** Start Passage to read **

People recognize this potential, and thus choose to invest. The first mover advantange is massive. Network effects are very important - it will take quite the innovation to unseat bitcoin, and it has to be something that can't be simply copied/integrated into the existing protocol. The whole thing is sort of a self-fullfilling positive feedback loop. I'm a cautiously strong proponent, and find it absolutely fascinating to watch. These kind of events don't unfold that often.
TL;DR - magic internet money!
Sorry for the multiple edits. I wrote this on my phone.
Especially if trading would just move to Tor-like channels if this happens.
Hypothetically, what's to stop countries and ISPs blocking it on the protocol level, the way China blocks certain types of traffic? Wouldn't that kill it for mainstream use and make it work only on darknets like TOR?
It's like being upset that the original miners could get a block reward of 50 BTC for mining on a CPU but today you have to use specialized hardware for less BTC. But as competition increased (and difficulty increased), the BTC is worth way more than it was and is less risky (although, still risky).

** End Passage to read **
** Start Material to process **

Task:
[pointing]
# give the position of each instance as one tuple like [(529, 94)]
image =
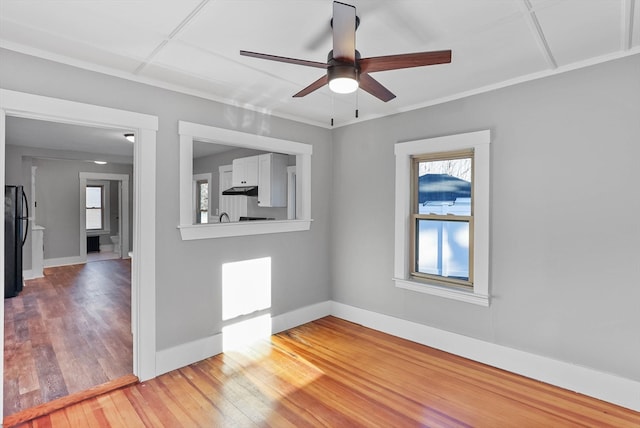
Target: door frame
[(143, 292), (123, 209)]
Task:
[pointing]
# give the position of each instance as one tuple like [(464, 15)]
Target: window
[(442, 216), (95, 207), (202, 201)]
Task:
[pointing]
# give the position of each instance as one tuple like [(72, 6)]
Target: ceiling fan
[(346, 71)]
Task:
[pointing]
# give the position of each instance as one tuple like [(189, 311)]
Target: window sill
[(95, 232), (225, 230), (443, 291)]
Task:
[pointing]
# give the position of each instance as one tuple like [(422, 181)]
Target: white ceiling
[(193, 46), (109, 144)]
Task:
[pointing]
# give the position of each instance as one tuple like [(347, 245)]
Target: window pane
[(94, 197), (442, 248), (94, 219), (444, 186)]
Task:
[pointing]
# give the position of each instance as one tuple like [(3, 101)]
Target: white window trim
[(202, 133), (195, 204), (480, 142), (106, 207)]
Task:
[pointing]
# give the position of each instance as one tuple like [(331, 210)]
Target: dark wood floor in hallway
[(67, 332)]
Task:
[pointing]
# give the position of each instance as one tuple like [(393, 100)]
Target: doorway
[(25, 105)]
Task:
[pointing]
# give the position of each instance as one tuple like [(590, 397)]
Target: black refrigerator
[(16, 226)]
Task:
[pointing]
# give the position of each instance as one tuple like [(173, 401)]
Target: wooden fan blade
[(396, 62), (284, 59), (344, 32), (312, 87), (375, 88)]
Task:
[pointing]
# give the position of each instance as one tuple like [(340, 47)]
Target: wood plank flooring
[(67, 332), (332, 373)]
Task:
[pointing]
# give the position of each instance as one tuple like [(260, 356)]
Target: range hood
[(242, 190)]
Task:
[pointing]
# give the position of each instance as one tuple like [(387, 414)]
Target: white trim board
[(143, 296), (197, 350), (64, 261), (603, 386)]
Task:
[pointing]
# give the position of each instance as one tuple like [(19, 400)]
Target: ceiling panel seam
[(186, 21), (538, 34)]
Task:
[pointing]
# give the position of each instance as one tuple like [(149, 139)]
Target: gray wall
[(564, 203), (188, 273), (565, 253)]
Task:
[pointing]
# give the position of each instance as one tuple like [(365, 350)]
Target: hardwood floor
[(67, 332), (333, 373)]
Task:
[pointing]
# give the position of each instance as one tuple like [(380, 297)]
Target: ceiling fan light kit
[(346, 71)]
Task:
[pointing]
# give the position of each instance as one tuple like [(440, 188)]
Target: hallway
[(67, 332)]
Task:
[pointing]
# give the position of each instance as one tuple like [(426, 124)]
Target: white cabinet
[(272, 180), (245, 171)]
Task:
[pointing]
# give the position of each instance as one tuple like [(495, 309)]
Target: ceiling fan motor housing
[(343, 69)]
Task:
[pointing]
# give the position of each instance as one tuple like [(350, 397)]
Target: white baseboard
[(187, 353), (64, 261), (603, 386), (300, 316), (191, 352)]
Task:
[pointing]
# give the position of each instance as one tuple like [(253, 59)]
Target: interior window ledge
[(93, 232), (225, 230), (442, 291)]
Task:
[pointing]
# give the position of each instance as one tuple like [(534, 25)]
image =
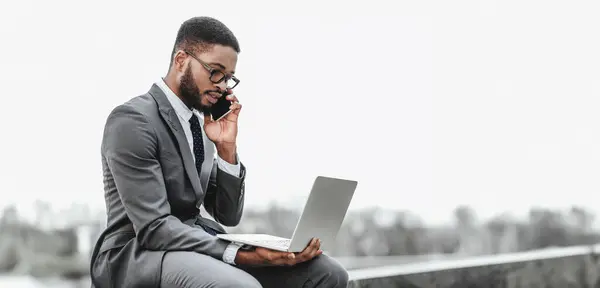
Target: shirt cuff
[(230, 253), (232, 169)]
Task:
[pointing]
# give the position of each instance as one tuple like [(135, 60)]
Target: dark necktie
[(198, 143)]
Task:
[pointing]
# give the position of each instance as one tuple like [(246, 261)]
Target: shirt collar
[(180, 108)]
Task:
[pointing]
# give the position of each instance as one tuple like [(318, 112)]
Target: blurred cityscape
[(56, 246)]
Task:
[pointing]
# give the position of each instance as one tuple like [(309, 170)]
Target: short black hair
[(199, 33)]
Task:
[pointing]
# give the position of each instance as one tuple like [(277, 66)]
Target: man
[(163, 157)]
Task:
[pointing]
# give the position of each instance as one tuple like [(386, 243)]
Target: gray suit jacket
[(152, 190)]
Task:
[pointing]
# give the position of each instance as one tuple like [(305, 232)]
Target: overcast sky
[(428, 105)]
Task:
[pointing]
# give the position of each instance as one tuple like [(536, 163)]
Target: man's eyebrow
[(221, 66)]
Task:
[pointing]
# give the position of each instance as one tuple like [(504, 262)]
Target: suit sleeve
[(130, 148), (224, 198)]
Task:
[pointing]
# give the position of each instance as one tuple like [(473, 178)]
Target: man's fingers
[(232, 98), (207, 118)]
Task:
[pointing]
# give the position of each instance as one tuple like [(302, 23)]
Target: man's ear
[(179, 61)]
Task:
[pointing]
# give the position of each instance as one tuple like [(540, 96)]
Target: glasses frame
[(213, 71)]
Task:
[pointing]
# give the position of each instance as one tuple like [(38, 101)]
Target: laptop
[(321, 218)]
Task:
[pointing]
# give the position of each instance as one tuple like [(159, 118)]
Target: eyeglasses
[(217, 76)]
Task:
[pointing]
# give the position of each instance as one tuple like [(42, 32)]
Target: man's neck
[(171, 82)]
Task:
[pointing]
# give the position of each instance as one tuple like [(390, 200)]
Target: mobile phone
[(221, 108)]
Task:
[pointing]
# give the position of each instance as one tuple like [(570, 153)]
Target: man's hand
[(224, 132), (263, 256)]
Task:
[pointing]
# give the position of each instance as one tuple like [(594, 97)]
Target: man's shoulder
[(142, 105)]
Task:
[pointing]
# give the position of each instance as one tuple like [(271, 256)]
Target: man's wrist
[(227, 152)]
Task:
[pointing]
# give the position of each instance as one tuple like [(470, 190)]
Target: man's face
[(196, 87)]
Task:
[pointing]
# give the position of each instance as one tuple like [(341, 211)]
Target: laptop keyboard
[(274, 242)]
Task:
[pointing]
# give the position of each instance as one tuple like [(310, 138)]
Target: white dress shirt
[(184, 114)]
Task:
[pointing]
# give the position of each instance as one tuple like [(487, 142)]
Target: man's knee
[(192, 270), (332, 273)]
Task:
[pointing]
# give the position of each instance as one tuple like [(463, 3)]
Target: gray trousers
[(183, 269)]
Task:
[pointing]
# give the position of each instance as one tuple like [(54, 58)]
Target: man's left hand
[(224, 131)]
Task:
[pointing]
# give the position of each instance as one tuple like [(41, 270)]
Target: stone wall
[(573, 271)]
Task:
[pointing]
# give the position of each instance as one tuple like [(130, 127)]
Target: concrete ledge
[(553, 267)]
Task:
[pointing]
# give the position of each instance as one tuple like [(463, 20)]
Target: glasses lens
[(231, 83), (217, 76)]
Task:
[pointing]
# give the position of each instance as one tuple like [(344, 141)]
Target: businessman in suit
[(164, 157)]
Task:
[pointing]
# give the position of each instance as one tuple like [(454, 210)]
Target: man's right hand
[(263, 256)]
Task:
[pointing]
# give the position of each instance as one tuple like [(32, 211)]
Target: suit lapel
[(168, 114)]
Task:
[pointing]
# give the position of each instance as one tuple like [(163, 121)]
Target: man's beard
[(190, 93)]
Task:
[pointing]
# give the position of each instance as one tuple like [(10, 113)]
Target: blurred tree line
[(376, 232), (28, 249)]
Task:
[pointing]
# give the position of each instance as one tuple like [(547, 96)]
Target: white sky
[(427, 104)]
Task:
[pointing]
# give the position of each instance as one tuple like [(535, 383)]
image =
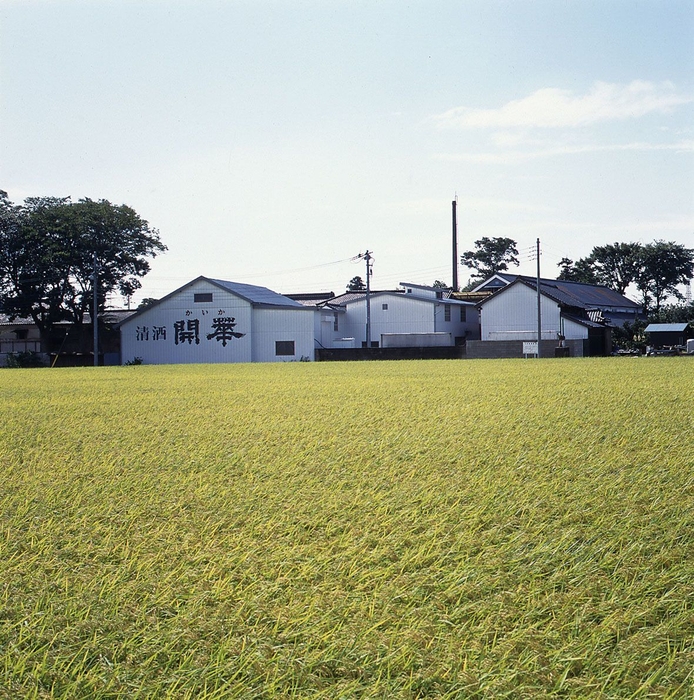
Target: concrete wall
[(497, 349)]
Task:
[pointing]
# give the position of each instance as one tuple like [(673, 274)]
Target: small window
[(284, 347)]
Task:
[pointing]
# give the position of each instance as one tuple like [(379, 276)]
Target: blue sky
[(271, 141)]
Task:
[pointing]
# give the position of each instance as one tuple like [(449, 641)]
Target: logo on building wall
[(187, 330)]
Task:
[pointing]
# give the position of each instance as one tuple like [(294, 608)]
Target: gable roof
[(259, 297), (350, 297), (496, 281), (575, 294)]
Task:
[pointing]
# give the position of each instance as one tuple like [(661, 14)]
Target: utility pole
[(539, 302), (455, 245), (368, 258), (95, 321)]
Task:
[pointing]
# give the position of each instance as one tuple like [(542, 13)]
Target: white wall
[(152, 335), (403, 315), (512, 315), (272, 325), (325, 332)]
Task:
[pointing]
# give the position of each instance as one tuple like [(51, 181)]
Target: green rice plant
[(453, 529)]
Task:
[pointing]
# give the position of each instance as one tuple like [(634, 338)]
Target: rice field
[(431, 529)]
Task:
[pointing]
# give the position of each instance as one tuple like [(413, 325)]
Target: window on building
[(284, 347)]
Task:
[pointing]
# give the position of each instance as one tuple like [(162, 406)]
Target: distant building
[(572, 313)]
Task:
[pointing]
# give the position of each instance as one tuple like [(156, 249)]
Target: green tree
[(582, 270), (48, 247), (617, 265), (491, 255), (356, 284), (663, 266)]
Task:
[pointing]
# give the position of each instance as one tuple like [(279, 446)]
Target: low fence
[(498, 349), (451, 352)]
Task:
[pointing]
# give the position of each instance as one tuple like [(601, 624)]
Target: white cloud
[(512, 157), (554, 107)]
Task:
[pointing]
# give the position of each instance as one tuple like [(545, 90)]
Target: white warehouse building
[(212, 321), (417, 316)]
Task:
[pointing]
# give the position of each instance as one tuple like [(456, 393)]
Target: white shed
[(569, 310), (210, 321), (414, 317)]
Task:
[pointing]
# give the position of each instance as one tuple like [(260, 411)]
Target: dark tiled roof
[(577, 294), (666, 327)]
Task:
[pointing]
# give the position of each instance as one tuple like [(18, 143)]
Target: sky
[(272, 141)]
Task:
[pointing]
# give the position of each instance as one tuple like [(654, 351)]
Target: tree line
[(656, 270), (55, 252)]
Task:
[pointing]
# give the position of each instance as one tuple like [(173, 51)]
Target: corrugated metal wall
[(282, 325), (513, 314)]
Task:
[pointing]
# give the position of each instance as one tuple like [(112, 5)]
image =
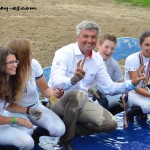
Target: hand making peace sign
[(79, 72)]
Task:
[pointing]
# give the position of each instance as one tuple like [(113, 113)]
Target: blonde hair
[(22, 47)]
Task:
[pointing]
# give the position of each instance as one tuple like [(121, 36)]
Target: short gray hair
[(87, 25)]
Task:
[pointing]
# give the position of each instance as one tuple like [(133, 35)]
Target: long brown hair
[(22, 47), (8, 85)]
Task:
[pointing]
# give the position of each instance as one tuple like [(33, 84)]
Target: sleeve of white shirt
[(117, 74), (108, 86), (36, 69), (59, 68)]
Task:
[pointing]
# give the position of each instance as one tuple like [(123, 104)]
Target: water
[(49, 143), (135, 137)]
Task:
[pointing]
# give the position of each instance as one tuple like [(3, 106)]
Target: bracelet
[(27, 112), (92, 91), (14, 120), (72, 81)]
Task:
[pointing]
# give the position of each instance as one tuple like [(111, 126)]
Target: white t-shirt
[(113, 69), (65, 63), (31, 95), (2, 106), (132, 63)]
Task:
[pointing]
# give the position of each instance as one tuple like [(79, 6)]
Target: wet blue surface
[(135, 137)]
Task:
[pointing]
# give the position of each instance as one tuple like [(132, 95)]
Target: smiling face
[(11, 65), (145, 45), (106, 49), (87, 40)]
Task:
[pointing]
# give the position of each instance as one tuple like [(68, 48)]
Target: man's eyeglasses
[(12, 62)]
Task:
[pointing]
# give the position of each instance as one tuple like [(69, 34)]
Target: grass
[(141, 3)]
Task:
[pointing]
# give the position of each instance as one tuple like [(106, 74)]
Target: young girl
[(8, 91), (141, 95), (31, 74)]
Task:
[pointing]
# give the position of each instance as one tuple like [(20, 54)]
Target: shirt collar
[(78, 51)]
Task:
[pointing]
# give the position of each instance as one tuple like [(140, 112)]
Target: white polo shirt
[(31, 95), (65, 63)]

** End Material to process **

**Challenges**
[1] Shift every coordinate in the answers by -116, and write out the entries again from the start through the line containing "[(396, 62), (284, 59), (344, 32), (312, 87), (375, 88)]", with both ends included and the pointing requests kept. Leave the pictures out.
[2] Carry the comments on bitcoin forward from their final sentence.

**Task-by-task answers**
[1]
Task:
[pointing]
# give the position of each instance as one tuple like [(529, 94)]
image =
Target: door frame
[(27, 176), (7, 93)]
Task:
[pointing]
# give the position of each instance as one tuple like [(464, 15)]
Target: window
[(326, 100), (-21, 91), (86, 85)]
Task:
[pointing]
# give the position of each instance as one tuple like [(72, 6)]
Target: ceiling fan
[(230, -45)]
Task:
[pointing]
# give the position of each instance as one tuple like [(189, 311)]
Target: window sill
[(-21, 116), (109, 114), (327, 175)]
Task:
[pointing]
# give the position of each instance as one tuple like [(422, 181)]
Target: white ceiling
[(77, -70), (-7, 28)]
Task:
[pointing]
# give the position of each instance as one tuple like [(347, 245)]
Target: window pane
[(-22, 81), (326, 132), (-22, 103), (328, 70)]
Task:
[pointing]
# give the position of each instance as one tuple like [(3, 101)]
Target: white window trim
[(86, 17), (79, 88), (364, 26), (-10, 91)]
Task:
[pointing]
# give the position of each instance as one tuple like [(331, 210)]
Target: dark wood floor in hallway
[(-49, 216)]
Task:
[pointing]
# give the position of each instance as one tuple like [(393, 100)]
Target: doorway
[(-91, -11)]
Task:
[pointing]
# give the position of each instance as one tuple like [(590, 397)]
Target: black refrigerator
[(-100, 110)]
Task:
[pointing]
# give the position of each instance as one tuple like [(173, 401)]
Target: wooden fan blade
[(280, -54), (168, -57), (228, -84), (196, -29), (259, -28)]

[2]
Profit is profit and some people/organizations will still have incentives to mine. Of course, there are problems that need to be sorted out before then though, like having more transactions included in each block to make it worth while for miners and cheap for users.
There is no such thing as "transactional currency".
If you simply create another wallet, or another wallet address, and move your coins (transact) without buying or selling anything, you fulfill the demurrage requirement and your coins don't evaporate.
If you work with large amounts of digital money and you don't check on it for a year, quite frankly you deserve to lose it! You should have robots executing on arbitrage opportunities and it should be no problem for you to show some activity in the span of a year, if you call yourself an investor. That being said, I don't have any Freicoin and I won't put my money where my mouth is, there are more interesting bits to tune in Bitcoinia, like Terracoin which has shorter block targets and hard-coded limits on the amount of variability and swing that difficulty can have.
People even call me a hoarder, luckily I've got it down to just one closet now because of repeated moves. I can promise I don't have savings in excess of the bitcoins I already mentioned, sadly.
Your opinion is irrelevant. People will not put money where they need to run some robots just not to lose their funds if they have a better alternative. Freicoin thus will never have any value and therefore no one would use it as a currency.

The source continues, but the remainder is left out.